# [How to complete this task]
Could you copy every line of the data that contains the word "query"?

++++

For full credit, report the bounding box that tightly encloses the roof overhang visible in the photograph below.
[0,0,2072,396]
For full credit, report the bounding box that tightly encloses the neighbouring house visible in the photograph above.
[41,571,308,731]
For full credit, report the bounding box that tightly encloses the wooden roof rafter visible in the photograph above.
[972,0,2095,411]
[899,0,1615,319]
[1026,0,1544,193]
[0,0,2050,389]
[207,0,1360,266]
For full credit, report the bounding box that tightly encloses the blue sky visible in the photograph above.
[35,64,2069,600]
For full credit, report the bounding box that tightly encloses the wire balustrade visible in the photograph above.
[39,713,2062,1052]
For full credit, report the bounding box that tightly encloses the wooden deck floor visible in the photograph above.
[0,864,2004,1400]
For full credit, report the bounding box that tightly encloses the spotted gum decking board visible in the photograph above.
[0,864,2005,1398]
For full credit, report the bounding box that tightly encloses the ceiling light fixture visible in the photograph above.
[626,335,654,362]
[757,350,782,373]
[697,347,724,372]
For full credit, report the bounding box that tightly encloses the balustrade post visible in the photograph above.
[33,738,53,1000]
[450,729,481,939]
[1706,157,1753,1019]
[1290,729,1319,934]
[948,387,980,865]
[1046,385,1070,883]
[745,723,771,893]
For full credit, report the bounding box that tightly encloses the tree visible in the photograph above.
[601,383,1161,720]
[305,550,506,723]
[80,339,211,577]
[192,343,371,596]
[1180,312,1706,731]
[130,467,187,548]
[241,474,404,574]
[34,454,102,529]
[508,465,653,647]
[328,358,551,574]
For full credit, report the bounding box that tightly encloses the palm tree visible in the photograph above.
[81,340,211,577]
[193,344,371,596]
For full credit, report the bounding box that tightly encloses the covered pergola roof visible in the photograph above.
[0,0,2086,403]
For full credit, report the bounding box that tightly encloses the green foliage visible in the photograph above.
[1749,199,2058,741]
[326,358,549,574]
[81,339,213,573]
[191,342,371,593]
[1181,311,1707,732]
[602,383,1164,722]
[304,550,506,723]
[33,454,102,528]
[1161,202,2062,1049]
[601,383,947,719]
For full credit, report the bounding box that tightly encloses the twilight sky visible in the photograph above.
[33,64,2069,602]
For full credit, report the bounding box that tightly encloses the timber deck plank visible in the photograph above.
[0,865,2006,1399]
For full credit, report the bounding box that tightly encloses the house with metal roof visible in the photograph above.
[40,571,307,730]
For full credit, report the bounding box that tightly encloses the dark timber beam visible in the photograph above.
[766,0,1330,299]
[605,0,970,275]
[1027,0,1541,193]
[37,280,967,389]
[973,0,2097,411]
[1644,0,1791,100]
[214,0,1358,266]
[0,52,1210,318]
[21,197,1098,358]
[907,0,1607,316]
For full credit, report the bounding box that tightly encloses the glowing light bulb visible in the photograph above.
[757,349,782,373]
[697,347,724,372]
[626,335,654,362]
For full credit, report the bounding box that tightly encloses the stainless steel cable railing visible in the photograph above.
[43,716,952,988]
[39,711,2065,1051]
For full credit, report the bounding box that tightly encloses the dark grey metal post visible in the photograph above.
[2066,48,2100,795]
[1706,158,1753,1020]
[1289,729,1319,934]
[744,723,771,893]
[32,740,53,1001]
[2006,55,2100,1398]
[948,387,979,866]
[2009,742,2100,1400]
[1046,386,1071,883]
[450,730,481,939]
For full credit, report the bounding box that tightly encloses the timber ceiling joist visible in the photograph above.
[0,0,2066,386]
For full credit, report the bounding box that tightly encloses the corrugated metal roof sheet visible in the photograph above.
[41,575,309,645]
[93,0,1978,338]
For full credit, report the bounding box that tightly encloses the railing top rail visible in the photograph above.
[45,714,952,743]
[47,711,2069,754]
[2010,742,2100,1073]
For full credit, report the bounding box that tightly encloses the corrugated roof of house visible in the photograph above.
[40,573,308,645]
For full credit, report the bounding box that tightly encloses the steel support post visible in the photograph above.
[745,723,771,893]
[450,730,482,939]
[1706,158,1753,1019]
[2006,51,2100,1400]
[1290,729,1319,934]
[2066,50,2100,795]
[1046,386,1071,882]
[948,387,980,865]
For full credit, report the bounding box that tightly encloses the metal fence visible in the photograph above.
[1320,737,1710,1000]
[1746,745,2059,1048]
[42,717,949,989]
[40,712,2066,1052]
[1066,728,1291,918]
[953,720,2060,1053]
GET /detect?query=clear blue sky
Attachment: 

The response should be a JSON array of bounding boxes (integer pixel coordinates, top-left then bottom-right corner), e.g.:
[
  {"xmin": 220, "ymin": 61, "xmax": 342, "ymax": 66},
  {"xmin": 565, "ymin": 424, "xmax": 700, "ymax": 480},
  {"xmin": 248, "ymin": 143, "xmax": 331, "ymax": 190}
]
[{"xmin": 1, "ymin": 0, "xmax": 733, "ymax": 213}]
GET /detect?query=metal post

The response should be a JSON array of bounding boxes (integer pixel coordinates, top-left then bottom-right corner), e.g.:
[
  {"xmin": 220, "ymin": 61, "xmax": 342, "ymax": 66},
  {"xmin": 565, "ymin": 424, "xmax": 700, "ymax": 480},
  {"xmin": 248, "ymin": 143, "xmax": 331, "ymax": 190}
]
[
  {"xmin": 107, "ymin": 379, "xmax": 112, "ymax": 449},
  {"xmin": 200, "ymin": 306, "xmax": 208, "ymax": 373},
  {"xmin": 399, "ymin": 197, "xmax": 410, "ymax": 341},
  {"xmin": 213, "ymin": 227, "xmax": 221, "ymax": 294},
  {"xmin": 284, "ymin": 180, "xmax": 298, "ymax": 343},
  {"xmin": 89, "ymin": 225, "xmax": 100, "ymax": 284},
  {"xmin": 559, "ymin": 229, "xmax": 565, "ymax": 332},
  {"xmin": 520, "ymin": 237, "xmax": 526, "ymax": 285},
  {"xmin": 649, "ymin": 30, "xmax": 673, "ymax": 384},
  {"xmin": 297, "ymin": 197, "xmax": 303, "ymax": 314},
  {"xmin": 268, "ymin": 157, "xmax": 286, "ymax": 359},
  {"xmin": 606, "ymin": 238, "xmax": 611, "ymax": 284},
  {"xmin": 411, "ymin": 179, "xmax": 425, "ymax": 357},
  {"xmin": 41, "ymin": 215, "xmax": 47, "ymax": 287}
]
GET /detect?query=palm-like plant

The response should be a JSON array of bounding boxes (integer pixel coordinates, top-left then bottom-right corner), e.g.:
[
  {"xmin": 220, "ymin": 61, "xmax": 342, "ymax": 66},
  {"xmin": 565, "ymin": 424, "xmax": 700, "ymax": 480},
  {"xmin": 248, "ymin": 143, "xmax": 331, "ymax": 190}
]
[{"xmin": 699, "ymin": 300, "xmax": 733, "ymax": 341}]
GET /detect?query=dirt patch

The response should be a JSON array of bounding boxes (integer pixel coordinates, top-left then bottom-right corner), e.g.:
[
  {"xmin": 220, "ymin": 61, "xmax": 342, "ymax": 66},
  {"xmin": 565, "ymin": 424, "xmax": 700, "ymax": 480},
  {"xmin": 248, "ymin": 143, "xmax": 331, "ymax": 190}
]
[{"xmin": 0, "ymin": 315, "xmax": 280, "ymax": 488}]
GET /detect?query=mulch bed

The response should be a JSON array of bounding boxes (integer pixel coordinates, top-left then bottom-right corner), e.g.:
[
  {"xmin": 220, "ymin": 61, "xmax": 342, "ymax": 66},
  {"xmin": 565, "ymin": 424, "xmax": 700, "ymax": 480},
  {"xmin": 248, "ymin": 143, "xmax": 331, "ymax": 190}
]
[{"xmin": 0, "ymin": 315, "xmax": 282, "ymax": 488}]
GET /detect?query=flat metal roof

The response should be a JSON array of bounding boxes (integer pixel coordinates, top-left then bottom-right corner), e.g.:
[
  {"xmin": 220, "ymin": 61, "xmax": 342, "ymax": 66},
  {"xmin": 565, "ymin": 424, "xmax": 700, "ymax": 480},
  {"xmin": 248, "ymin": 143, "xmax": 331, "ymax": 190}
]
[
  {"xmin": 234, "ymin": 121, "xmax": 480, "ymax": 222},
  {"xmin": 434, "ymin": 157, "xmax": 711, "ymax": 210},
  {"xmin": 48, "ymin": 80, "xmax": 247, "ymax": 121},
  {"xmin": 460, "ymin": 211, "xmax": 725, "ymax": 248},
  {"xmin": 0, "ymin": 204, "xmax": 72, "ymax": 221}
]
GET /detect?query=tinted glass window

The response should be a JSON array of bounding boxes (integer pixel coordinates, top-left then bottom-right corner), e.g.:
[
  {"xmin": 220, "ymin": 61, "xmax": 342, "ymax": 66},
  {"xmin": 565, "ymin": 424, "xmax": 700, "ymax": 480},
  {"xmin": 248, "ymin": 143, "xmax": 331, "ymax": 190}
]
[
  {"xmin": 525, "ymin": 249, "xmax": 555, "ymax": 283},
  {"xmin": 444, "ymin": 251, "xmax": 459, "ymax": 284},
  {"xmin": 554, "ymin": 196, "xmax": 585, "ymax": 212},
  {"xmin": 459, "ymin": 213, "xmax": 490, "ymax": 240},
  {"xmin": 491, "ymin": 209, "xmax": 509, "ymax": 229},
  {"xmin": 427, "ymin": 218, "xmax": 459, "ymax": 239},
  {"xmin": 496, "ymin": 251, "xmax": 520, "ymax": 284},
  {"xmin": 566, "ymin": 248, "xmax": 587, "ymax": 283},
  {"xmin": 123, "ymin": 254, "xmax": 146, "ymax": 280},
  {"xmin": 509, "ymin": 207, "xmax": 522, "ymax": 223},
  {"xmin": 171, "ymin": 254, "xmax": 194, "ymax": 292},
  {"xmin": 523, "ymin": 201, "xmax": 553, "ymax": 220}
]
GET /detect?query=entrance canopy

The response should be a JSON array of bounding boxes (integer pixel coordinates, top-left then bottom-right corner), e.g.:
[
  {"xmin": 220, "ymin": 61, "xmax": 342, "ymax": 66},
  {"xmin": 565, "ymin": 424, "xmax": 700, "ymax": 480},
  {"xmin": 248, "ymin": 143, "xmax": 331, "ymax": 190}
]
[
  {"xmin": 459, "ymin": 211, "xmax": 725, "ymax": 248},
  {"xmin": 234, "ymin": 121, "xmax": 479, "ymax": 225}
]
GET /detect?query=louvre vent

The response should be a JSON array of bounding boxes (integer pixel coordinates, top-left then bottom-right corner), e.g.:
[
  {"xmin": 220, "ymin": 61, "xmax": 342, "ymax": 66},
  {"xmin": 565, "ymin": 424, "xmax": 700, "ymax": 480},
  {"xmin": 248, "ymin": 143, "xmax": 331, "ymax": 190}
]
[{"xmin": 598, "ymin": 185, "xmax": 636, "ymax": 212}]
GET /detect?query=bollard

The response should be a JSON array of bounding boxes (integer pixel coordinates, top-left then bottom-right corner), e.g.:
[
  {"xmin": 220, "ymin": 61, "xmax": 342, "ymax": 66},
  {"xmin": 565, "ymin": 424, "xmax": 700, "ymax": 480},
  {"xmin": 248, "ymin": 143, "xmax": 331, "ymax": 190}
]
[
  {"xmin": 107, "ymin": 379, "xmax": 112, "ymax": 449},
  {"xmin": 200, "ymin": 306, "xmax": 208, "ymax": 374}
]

++++

# [Response]
GET /detect?query=clear blue sky
GET /detect?query=metal post
GET /detect?query=palm-like plant
GET /detect?query=dirt patch
GET /detect?query=mulch bed
GET /detect?query=flat metal roof
GET /detect?query=tinted glass window
GET /detect?query=entrance canopy
GET /detect?query=louvre vent
GET /detect?query=bollard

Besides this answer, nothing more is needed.